-------- Records to process
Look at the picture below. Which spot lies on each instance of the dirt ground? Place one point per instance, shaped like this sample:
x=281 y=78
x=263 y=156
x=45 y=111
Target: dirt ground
----------------
> **What to do**
State the number of lines in the preceding entries that include the word "dirt". Provide nothing else.

> **Output for this exercise**
2